### What is required
Can you print every line of the data below verbatim, leaving out the pictures?

### Data for processing
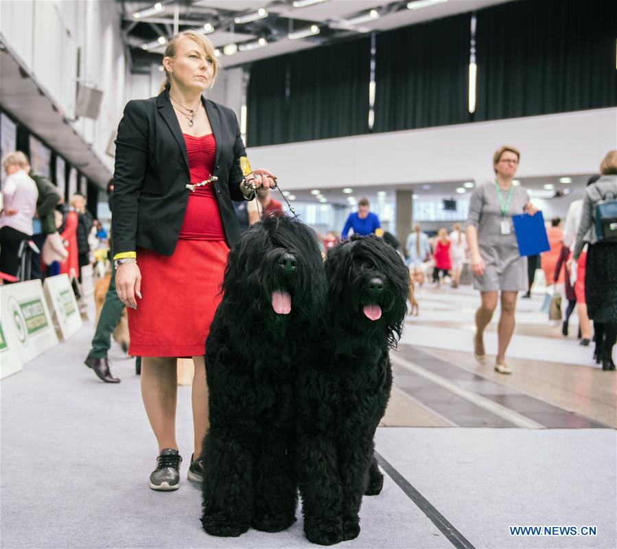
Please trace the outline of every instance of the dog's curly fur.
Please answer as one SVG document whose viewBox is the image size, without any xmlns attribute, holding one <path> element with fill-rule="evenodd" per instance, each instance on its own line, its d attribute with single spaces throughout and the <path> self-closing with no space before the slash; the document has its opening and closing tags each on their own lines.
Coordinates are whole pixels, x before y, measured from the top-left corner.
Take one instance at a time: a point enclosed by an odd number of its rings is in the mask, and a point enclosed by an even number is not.
<svg viewBox="0 0 617 549">
<path fill-rule="evenodd" d="M 402 333 L 409 274 L 375 236 L 334 248 L 325 266 L 327 318 L 321 356 L 299 375 L 297 452 L 305 533 L 329 545 L 358 535 L 362 495 L 383 486 L 373 438 L 390 397 L 388 351 Z M 381 317 L 371 320 L 367 305 Z"/>
<path fill-rule="evenodd" d="M 283 268 L 286 254 L 294 257 L 292 272 L 291 263 Z M 288 314 L 273 308 L 277 290 L 290 296 Z M 296 519 L 295 383 L 326 290 L 316 235 L 299 221 L 255 224 L 229 253 L 206 342 L 202 523 L 209 534 L 238 536 L 250 526 L 277 532 Z"/>
</svg>

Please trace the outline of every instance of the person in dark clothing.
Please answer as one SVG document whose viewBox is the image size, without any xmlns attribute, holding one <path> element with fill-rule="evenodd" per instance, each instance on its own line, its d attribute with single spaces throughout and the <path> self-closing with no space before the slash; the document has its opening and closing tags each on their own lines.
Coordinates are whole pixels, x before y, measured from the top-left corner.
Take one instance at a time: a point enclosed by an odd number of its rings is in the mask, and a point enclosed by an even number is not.
<svg viewBox="0 0 617 549">
<path fill-rule="evenodd" d="M 33 173 L 30 167 L 27 170 L 30 177 L 36 183 L 38 191 L 38 198 L 36 200 L 36 216 L 34 220 L 34 233 L 32 240 L 38 248 L 38 253 L 32 251 L 32 264 L 30 278 L 43 281 L 46 276 L 40 265 L 40 251 L 47 238 L 47 235 L 55 233 L 56 229 L 56 207 L 62 202 L 62 195 L 60 189 L 45 176 Z"/>
<path fill-rule="evenodd" d="M 86 198 L 81 194 L 73 196 L 71 202 L 75 206 L 78 215 L 77 224 L 77 252 L 79 263 L 78 279 L 82 281 L 82 267 L 90 264 L 90 244 L 88 237 L 94 225 L 92 214 L 86 209 Z"/>
<path fill-rule="evenodd" d="M 113 211 L 113 180 L 110 180 L 107 184 L 107 200 L 109 204 L 110 211 Z M 112 248 L 111 231 L 110 231 L 109 248 Z M 113 253 L 110 252 L 110 257 Z M 99 316 L 99 322 L 96 325 L 94 337 L 92 338 L 92 347 L 84 364 L 89 368 L 94 370 L 94 373 L 98 377 L 106 383 L 119 383 L 118 377 L 114 377 L 110 371 L 111 362 L 107 358 L 107 353 L 111 347 L 111 334 L 115 329 L 122 311 L 124 310 L 124 304 L 120 301 L 116 293 L 116 270 L 111 263 L 111 279 L 109 281 L 109 288 L 105 294 L 105 302 L 101 309 Z M 141 371 L 141 359 L 137 358 L 137 363 L 135 364 L 137 373 Z"/>
<path fill-rule="evenodd" d="M 531 297 L 531 287 L 533 285 L 533 281 L 535 279 L 535 272 L 540 268 L 540 256 L 539 255 L 528 255 L 527 256 L 527 279 L 529 281 L 529 290 L 526 294 L 524 294 L 522 297 Z"/>
<path fill-rule="evenodd" d="M 599 233 L 596 206 L 617 198 L 617 150 L 612 150 L 600 165 L 602 176 L 585 189 L 583 213 L 573 252 L 578 260 L 588 244 L 585 268 L 585 301 L 596 332 L 596 359 L 602 369 L 614 370 L 613 347 L 617 342 L 617 240 Z"/>
</svg>

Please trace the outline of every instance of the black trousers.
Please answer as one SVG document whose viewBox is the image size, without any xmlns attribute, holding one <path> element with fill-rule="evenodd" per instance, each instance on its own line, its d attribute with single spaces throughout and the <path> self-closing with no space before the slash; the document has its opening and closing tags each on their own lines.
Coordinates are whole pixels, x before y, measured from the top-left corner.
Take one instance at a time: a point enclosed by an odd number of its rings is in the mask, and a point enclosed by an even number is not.
<svg viewBox="0 0 617 549">
<path fill-rule="evenodd" d="M 4 226 L 0 229 L 0 271 L 12 277 L 17 275 L 17 270 L 19 268 L 19 245 L 30 237 L 30 235 L 12 227 Z M 5 283 L 7 283 L 6 281 Z"/>
<path fill-rule="evenodd" d="M 539 255 L 528 255 L 527 256 L 527 279 L 529 281 L 529 291 L 531 291 L 531 286 L 533 285 L 533 279 L 535 278 L 535 271 L 540 267 L 540 256 Z M 546 281 L 548 283 L 548 281 Z"/>
<path fill-rule="evenodd" d="M 43 251 L 43 244 L 45 243 L 45 240 L 47 239 L 47 235 L 44 233 L 39 233 L 38 235 L 32 235 L 32 242 L 36 244 L 36 247 L 39 249 L 40 252 Z M 30 268 L 30 279 L 34 280 L 35 279 L 38 279 L 40 281 L 43 281 L 46 276 L 45 268 L 43 269 L 40 267 L 40 253 L 36 253 L 36 252 L 32 252 L 32 266 Z"/>
</svg>

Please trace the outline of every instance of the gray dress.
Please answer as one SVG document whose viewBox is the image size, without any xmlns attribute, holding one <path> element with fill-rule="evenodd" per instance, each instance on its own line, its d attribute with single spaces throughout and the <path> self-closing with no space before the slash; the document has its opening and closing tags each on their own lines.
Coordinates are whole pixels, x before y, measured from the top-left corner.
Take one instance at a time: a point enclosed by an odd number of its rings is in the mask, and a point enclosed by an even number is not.
<svg viewBox="0 0 617 549">
<path fill-rule="evenodd" d="M 509 191 L 500 190 L 505 205 Z M 529 202 L 527 189 L 515 187 L 505 219 L 510 224 L 510 234 L 501 233 L 502 220 L 497 189 L 493 181 L 476 187 L 469 200 L 467 225 L 478 231 L 478 246 L 485 262 L 484 276 L 474 275 L 474 288 L 480 292 L 526 292 L 527 258 L 521 257 L 512 224 L 512 215 L 523 213 Z"/>
</svg>

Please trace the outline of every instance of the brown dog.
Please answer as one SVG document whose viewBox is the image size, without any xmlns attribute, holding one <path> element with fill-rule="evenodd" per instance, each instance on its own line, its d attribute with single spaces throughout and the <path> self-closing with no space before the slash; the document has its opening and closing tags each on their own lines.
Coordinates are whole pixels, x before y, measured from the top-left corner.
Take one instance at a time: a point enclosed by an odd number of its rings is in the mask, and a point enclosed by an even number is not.
<svg viewBox="0 0 617 549">
<path fill-rule="evenodd" d="M 109 288 L 109 282 L 111 280 L 111 273 L 108 272 L 103 278 L 99 279 L 94 285 L 94 303 L 96 305 L 96 320 L 94 325 L 96 326 L 99 323 L 99 316 L 101 314 L 101 309 L 103 308 L 103 303 L 105 303 L 105 295 L 107 294 L 107 290 Z M 130 342 L 130 338 L 128 335 L 128 317 L 126 314 L 126 307 L 122 311 L 122 316 L 118 321 L 118 325 L 114 329 L 112 336 L 114 341 L 115 341 L 126 353 L 128 351 L 128 344 Z"/>
</svg>

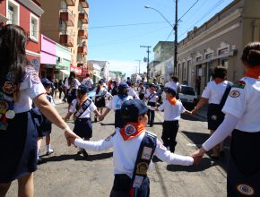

### Response
Please trace the outline of every instance of the dog's curly fur.
Please answer as one SVG document whose viewBox is the image size, without any xmlns attribute, holding one <path> element with fill-rule="evenodd" per instance, each instance on its own line, its d attribute with single spaces throughout and the <path> self-closing with no space before the slash; the document has its opening and closing tags each on their own lines.
Coordinates are whole pixels, x before y, measured from the top-left corner.
Take one instance at a time: a point enclosed by an odd number of its rings is in the mask, and a point enclosed by an even number is not.
<svg viewBox="0 0 617 549">
<path fill-rule="evenodd" d="M 402 333 L 409 274 L 375 236 L 334 248 L 325 266 L 327 318 L 321 356 L 299 375 L 297 452 L 305 533 L 329 545 L 358 535 L 362 495 L 383 486 L 373 438 L 390 397 L 388 351 Z M 381 317 L 371 320 L 367 305 Z"/>
<path fill-rule="evenodd" d="M 283 268 L 286 254 L 294 257 L 292 272 L 291 263 Z M 288 314 L 273 308 L 277 290 L 290 296 Z M 296 519 L 295 383 L 326 290 L 316 235 L 299 221 L 255 224 L 229 253 L 206 342 L 202 523 L 209 534 L 238 536 L 250 526 L 277 532 Z"/>
</svg>

Please trace the outline of every instance of the person in dark clothing.
Please answer as one SVG document whose viewBox is the image size, without any xmlns attribute, holding one <path> element with fill-rule="evenodd" per instance, each instance on its own line, its d attribute with single spaces throughout and the <path> self-closing with no space before the slash; the document has its opening and closing tags each on their own lines.
Coordinates are whole pixels, x before y, measured from the top-left corner.
Take one instance at a time: a point enclosed by an odd number of its rings is in the mask, and a point enclosed by an even number is not.
<svg viewBox="0 0 617 549">
<path fill-rule="evenodd" d="M 33 173 L 30 167 L 27 170 L 30 177 L 36 183 L 38 191 L 38 198 L 36 200 L 36 216 L 34 220 L 34 233 L 32 240 L 38 248 L 38 253 L 32 251 L 32 264 L 30 278 L 43 281 L 46 276 L 40 265 L 40 251 L 47 238 L 47 235 L 55 233 L 56 229 L 56 207 L 62 202 L 62 195 L 60 189 L 45 176 Z"/>
<path fill-rule="evenodd" d="M 86 198 L 81 194 L 73 196 L 71 202 L 75 206 L 78 215 L 77 224 L 77 252 L 79 263 L 78 279 L 82 281 L 82 267 L 90 264 L 90 244 L 88 237 L 94 225 L 92 214 L 86 209 Z"/>
<path fill-rule="evenodd" d="M 113 211 L 113 180 L 110 180 L 107 184 L 107 200 L 109 204 L 110 211 Z M 112 248 L 111 231 L 110 231 L 109 248 Z M 113 253 L 110 252 L 110 257 Z M 99 316 L 99 322 L 96 325 L 94 337 L 92 338 L 92 347 L 84 364 L 89 368 L 94 370 L 94 373 L 98 377 L 106 383 L 119 383 L 118 377 L 114 377 L 110 371 L 111 362 L 107 358 L 107 353 L 111 347 L 111 334 L 115 329 L 122 311 L 124 310 L 124 304 L 120 301 L 116 293 L 116 270 L 111 263 L 111 279 L 109 281 L 109 288 L 105 294 L 105 302 L 101 309 Z M 141 371 L 141 359 L 137 358 L 137 363 L 135 364 L 137 373 Z"/>
<path fill-rule="evenodd" d="M 531 297 L 531 287 L 533 285 L 533 281 L 535 279 L 535 272 L 540 268 L 540 256 L 539 255 L 528 255 L 527 256 L 527 279 L 529 281 L 529 290 L 526 294 L 524 294 L 522 297 Z"/>
<path fill-rule="evenodd" d="M 599 233 L 596 206 L 617 198 L 617 150 L 612 150 L 600 165 L 602 176 L 585 189 L 583 213 L 573 252 L 578 260 L 588 244 L 585 268 L 585 301 L 596 332 L 596 359 L 602 369 L 614 370 L 613 347 L 617 342 L 617 240 Z"/>
</svg>

Please trace the outline of every instance of the black trousers.
Please answer as one SVG document whose viewBox is the image size, without any xmlns attribute, holding one <path> element with fill-rule="evenodd" per instance, each instance on its own line, its d attribute with single spaces throughout and the <path> self-closing with no space before the slash; the document has its opening and closing tags each on their own lines.
Coordinates are whole pixels, x before y, measured from the top-left corner.
Take one instance at a time: a point enclosed by an odd number of its rings is in the mask, and a point enclosed by an even number is not.
<svg viewBox="0 0 617 549">
<path fill-rule="evenodd" d="M 4 226 L 0 229 L 0 271 L 12 277 L 17 275 L 17 270 L 19 268 L 19 245 L 30 237 L 30 235 L 12 227 Z M 5 283 L 7 283 L 6 281 Z"/>
<path fill-rule="evenodd" d="M 539 255 L 528 255 L 527 256 L 527 279 L 529 281 L 529 291 L 531 291 L 531 286 L 533 285 L 533 279 L 535 278 L 535 271 L 540 267 L 540 256 Z M 546 281 L 548 283 L 548 281 Z"/>
<path fill-rule="evenodd" d="M 43 251 L 43 244 L 45 243 L 45 240 L 47 239 L 47 235 L 44 233 L 39 233 L 38 235 L 32 235 L 32 242 L 36 244 L 36 247 L 39 249 L 40 252 Z M 30 268 L 30 279 L 34 280 L 35 279 L 38 279 L 40 281 L 43 281 L 46 276 L 45 268 L 43 269 L 40 267 L 40 253 L 36 253 L 36 252 L 32 252 L 32 266 Z"/>
</svg>

Please trace the outline of every instance of the gray dress.
Please answer as one SVG document whose viewBox is the image size, without any xmlns attribute, holding one <path> element with fill-rule="evenodd" per instance, each instance on its own line, its d attribute with single spaces throughout and the <path> self-closing with no space before the slash; the document has its opening and closing tags each on their own lines.
Coordinates are whole pixels, x before y, measured from the top-left corner.
Take one instance at a time: a point enclosed by an odd number of its rings is in the mask, and a point enclosed by an even number is not.
<svg viewBox="0 0 617 549">
<path fill-rule="evenodd" d="M 509 191 L 500 190 L 505 205 Z M 529 202 L 527 189 L 515 187 L 505 219 L 510 224 L 510 234 L 501 233 L 502 220 L 497 189 L 493 181 L 476 187 L 469 200 L 467 225 L 478 231 L 478 246 L 485 262 L 484 276 L 474 275 L 474 288 L 480 292 L 526 292 L 527 258 L 521 257 L 512 224 L 512 215 L 523 213 Z"/>
</svg>

Please trace the outline of every instance of the brown dog.
Please answer as one SVG document whose viewBox is the image size, without any xmlns attribute, holding one <path> element with fill-rule="evenodd" per instance, each instance on its own line, its d attribute with single spaces throughout and the <path> self-closing with no space before the slash; the document has its opening and closing tags each on their own lines.
Coordinates are whole pixels, x before y, measured from the top-left corner.
Take one instance at a time: a point enclosed by an odd number of its rings is in the mask, and a point enclosed by an even number is not.
<svg viewBox="0 0 617 549">
<path fill-rule="evenodd" d="M 109 288 L 109 282 L 111 280 L 111 273 L 108 272 L 103 278 L 99 279 L 94 285 L 94 303 L 96 305 L 96 320 L 94 325 L 96 326 L 99 323 L 99 316 L 101 314 L 101 309 L 103 308 L 103 303 L 105 303 L 105 295 L 107 294 L 107 290 Z M 130 342 L 130 338 L 128 335 L 128 317 L 126 314 L 126 307 L 122 311 L 122 316 L 118 321 L 118 325 L 114 329 L 112 336 L 114 341 L 115 341 L 126 353 L 128 351 L 128 344 Z"/>
</svg>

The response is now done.